## Yapılacak işler
**1.** Verilen metne göre aşağıdaki soruları yanıtlayın.
(a) Eskiden kimlere kız verilmezdi?
(b) Metinde okumak neye benzetiliyor?
(c) Köye kasabaya doktor, öğretmen gelince köylü kasabalı onları neyle beslerdi?
**2.** Verilen metinde adı geçen bütün meslekleri sıralayın.
___ Verilen metin ___
Afedersin Doktor …
Eskiden askerliğini yapmayana kız vermezlerdi ..
Memur istemişse kızınızı koltuklarınız kabarırdı.
Kız da oğlan da okumuşsa daha bir gurur kaynağıydı aile için..
Çünkü okumak devlet kapısına ceketini asmaktı.O kapıya ceketini asan, devlet olurdu çünkü .
Devletin kut’luluğu saygınlığı ,ışığı,güveni onu da çepeçevre sarardı..
“Okumuş “olmak ,evlâdını okutmak çok kıymetli idi ..
Birini tanıtırken;”kızı filan hastanede doktor,oğlu avukat..”denirdi ,daha ismini söylemezden evvel..
Okumuş olmanın bir değeri vardı.Emek vardı işin ucunda,liyakat vardı,hak edilmişlik vardı..
İsimden önce gelen güzel vasıflardı bunlar.Köye kasabaya doktor ,öğretmen gelince köylü kasabalı taze yumurta,tereyağı ile beslerdi “kıymetli devletinin ,kıymetlilerini..”
Ve de,”Oku!”emri ile başlayan kitaplarına hürmeten hürmetle..
Sonra birşeyler oldu.Değeri biçilemeyecek hiç bir olgu bırakmadılar..
___ Verilen bilgiler ___
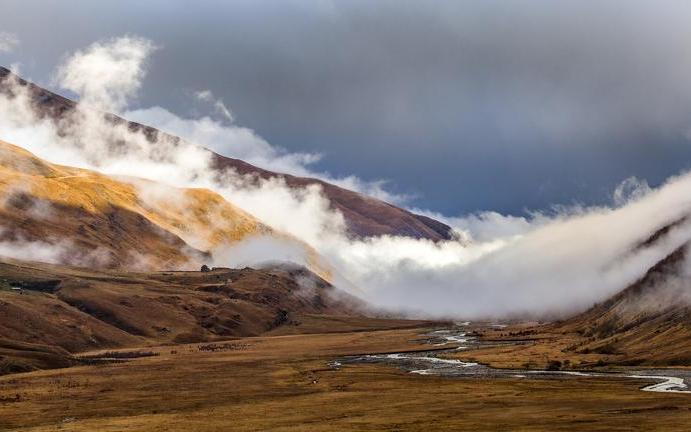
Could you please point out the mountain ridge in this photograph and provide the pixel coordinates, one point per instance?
___
## Alıştırma çözümleri
**1.**
(a) Askerliğini yapmayanlara.
(b) Devlet kapısına ceketini asmaya.
(c) Taze yumurta ve tereyağı ile.

**2.** Doktor, memur, avukat, öğretmen.